** begin **
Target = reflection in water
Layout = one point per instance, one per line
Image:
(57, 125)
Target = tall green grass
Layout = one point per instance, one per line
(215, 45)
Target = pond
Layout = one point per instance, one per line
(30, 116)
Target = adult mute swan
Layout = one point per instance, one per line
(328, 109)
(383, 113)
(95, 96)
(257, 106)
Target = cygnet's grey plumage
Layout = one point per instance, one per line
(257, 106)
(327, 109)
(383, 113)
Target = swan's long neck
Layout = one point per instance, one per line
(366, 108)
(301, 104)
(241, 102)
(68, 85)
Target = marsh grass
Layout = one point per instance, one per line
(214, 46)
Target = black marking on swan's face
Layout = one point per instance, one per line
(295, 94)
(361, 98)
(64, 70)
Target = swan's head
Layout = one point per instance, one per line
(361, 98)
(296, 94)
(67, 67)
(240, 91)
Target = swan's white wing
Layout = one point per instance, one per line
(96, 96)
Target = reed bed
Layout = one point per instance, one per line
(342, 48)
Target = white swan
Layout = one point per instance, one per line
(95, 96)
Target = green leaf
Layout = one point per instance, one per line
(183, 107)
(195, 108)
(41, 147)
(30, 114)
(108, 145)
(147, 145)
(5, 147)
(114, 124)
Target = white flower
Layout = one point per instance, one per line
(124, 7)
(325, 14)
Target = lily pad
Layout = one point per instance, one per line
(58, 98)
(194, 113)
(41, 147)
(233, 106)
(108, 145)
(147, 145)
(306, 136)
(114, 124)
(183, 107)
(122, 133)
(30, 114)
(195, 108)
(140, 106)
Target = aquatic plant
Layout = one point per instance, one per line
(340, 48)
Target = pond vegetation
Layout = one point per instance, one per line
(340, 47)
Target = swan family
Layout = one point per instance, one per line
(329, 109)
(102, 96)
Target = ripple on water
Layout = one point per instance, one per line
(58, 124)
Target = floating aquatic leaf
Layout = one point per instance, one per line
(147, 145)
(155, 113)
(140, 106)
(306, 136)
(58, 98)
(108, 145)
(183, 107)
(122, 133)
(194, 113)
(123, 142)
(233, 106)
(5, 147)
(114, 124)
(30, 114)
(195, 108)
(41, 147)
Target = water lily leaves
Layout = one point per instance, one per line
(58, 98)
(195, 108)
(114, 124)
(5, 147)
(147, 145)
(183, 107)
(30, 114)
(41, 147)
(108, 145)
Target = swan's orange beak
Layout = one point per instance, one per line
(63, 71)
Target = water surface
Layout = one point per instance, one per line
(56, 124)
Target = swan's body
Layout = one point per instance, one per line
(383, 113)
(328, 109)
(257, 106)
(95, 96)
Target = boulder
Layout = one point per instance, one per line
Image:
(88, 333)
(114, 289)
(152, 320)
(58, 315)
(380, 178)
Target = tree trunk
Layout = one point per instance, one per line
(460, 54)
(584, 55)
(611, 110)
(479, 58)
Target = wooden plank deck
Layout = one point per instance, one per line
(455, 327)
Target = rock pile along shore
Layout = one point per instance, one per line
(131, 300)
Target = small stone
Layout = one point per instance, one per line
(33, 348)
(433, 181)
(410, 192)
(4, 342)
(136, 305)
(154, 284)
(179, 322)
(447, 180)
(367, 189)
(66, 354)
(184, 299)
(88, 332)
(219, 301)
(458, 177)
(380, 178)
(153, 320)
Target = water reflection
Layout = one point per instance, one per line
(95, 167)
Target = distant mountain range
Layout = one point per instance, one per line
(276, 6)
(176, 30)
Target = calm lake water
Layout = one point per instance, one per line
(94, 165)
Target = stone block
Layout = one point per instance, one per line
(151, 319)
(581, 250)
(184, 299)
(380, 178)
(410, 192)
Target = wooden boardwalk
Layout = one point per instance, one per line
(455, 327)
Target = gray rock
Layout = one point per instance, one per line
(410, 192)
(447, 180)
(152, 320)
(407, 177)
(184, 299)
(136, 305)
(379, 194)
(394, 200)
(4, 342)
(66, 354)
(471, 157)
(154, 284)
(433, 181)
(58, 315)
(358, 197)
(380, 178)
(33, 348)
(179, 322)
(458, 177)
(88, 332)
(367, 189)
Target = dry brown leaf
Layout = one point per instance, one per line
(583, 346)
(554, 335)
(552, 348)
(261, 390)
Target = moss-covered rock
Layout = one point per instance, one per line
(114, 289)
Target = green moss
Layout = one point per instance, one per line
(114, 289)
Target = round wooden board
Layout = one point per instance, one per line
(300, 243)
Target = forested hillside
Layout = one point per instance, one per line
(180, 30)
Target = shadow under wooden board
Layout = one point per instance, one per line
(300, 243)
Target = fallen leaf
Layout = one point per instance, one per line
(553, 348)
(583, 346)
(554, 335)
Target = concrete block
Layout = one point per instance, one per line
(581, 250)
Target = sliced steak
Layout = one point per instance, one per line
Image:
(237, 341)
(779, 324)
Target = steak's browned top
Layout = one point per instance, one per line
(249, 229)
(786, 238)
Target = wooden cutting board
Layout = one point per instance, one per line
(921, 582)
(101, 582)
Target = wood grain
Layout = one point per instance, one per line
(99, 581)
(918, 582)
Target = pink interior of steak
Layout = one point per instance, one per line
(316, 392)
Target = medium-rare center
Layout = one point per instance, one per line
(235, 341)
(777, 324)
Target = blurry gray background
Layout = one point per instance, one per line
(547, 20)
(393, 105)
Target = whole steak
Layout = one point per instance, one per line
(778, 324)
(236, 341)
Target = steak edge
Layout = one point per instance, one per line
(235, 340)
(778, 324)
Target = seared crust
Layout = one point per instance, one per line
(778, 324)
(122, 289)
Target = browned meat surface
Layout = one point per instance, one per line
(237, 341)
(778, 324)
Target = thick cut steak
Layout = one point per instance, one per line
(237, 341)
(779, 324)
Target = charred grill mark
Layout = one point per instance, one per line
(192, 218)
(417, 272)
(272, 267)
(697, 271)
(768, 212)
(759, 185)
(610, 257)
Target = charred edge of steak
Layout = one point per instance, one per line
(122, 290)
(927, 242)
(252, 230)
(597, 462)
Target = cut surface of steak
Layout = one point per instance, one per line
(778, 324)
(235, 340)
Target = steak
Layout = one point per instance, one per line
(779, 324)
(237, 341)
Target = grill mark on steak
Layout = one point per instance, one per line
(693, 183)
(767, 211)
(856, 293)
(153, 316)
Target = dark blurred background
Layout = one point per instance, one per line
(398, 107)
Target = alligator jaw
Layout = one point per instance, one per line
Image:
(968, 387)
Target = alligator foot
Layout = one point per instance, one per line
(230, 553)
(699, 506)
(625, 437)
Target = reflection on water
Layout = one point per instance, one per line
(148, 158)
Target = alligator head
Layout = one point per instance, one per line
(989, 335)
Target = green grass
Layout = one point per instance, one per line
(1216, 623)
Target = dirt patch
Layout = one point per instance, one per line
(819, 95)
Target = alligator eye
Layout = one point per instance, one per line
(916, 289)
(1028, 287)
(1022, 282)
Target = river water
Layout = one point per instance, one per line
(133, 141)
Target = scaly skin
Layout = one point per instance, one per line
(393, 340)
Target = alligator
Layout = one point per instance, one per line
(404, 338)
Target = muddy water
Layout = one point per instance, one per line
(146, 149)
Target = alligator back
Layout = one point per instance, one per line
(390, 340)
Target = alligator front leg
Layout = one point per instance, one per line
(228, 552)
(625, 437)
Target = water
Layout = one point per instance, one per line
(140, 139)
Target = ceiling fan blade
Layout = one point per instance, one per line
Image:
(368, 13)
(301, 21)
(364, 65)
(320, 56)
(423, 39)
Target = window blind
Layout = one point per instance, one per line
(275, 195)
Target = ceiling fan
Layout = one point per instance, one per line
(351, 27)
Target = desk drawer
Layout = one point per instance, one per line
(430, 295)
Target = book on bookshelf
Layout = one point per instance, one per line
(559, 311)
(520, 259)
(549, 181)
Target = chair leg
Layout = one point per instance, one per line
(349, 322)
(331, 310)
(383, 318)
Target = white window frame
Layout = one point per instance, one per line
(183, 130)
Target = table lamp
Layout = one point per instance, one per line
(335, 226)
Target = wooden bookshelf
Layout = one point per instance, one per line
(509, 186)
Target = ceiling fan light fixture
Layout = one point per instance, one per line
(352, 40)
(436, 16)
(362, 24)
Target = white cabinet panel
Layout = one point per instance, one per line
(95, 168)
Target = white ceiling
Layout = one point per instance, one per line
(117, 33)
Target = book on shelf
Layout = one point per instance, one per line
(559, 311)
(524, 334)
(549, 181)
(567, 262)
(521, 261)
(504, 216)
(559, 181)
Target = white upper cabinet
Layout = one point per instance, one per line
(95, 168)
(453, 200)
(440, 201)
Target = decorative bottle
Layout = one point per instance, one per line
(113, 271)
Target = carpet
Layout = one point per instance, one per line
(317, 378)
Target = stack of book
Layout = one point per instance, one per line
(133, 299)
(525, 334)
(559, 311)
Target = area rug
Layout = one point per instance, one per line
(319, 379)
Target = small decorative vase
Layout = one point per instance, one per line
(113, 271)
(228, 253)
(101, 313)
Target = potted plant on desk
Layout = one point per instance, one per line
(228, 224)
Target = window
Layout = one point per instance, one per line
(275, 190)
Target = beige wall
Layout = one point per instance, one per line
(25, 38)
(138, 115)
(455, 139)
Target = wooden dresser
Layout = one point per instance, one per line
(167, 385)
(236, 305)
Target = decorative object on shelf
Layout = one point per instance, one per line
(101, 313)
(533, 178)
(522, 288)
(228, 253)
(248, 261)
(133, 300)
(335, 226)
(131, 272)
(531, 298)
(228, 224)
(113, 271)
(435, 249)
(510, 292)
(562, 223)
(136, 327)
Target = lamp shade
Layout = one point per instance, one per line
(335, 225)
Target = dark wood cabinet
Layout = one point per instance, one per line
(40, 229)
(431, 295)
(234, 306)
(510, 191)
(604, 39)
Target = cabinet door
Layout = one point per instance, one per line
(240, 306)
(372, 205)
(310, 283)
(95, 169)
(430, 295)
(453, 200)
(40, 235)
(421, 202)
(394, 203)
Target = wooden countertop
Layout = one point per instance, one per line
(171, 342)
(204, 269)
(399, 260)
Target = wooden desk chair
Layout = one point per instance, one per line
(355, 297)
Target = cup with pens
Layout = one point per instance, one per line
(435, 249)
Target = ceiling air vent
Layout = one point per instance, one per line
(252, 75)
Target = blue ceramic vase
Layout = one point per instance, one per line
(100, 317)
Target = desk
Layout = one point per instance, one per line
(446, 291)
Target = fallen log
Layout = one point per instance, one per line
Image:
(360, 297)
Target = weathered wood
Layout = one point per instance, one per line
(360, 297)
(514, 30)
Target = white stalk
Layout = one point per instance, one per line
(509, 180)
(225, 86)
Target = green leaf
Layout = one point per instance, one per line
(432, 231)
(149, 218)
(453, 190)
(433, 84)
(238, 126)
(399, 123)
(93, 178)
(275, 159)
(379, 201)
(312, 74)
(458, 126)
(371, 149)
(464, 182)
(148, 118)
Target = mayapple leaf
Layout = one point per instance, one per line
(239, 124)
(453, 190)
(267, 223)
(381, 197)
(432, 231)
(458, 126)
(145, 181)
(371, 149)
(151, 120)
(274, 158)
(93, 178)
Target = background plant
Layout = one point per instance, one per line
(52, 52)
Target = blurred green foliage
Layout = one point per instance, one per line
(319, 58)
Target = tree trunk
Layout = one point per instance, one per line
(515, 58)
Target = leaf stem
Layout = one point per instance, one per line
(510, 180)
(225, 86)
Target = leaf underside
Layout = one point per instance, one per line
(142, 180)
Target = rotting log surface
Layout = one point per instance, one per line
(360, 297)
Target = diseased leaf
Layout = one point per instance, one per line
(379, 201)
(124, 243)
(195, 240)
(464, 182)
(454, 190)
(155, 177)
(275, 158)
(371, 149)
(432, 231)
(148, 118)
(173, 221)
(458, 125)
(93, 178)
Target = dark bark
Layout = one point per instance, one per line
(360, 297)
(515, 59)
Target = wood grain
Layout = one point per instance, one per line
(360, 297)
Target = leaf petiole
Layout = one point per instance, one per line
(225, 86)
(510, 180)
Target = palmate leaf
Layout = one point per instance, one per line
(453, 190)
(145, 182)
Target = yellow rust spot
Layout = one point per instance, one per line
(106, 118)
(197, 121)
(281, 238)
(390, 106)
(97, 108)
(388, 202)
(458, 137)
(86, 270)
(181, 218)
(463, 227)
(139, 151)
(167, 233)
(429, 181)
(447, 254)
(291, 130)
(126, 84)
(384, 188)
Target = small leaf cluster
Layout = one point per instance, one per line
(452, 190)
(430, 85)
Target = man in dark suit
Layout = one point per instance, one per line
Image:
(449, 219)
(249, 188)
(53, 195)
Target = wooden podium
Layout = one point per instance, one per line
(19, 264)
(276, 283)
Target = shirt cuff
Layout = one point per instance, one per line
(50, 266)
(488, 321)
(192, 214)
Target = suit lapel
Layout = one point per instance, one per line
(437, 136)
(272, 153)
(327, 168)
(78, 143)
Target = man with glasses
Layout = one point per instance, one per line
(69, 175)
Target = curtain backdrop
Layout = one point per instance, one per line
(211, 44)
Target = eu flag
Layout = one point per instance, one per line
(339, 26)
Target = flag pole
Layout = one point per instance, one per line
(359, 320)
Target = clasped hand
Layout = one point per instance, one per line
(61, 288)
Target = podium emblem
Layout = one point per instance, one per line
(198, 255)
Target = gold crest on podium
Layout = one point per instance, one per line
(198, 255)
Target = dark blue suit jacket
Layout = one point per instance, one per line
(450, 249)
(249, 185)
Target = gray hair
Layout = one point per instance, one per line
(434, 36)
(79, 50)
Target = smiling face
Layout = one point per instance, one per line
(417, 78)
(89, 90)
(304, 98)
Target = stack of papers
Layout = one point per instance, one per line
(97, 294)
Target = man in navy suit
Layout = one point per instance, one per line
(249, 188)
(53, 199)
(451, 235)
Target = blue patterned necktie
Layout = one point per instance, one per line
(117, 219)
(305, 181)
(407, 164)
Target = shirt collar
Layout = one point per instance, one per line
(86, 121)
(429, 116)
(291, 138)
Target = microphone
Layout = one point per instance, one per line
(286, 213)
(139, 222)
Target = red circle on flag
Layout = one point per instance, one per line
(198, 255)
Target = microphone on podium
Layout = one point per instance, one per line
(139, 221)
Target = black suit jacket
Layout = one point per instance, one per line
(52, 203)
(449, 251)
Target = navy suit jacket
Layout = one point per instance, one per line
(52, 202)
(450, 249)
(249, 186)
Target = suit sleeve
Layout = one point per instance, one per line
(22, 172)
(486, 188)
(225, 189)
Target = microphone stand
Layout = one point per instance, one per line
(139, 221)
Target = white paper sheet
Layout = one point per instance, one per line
** end **
### [To do]
Recast the lines of the records as a numbered list, starting with the line containing "Target = microphone stand" and continuing through the end of the records, and leave out any blank lines.

### [The completed task]
1. Target = microphone stand
2. Layout = one point per instance, one per line
3. (139, 221)
4. Target = white paper sheet
5. Layout = one point per instance, one per line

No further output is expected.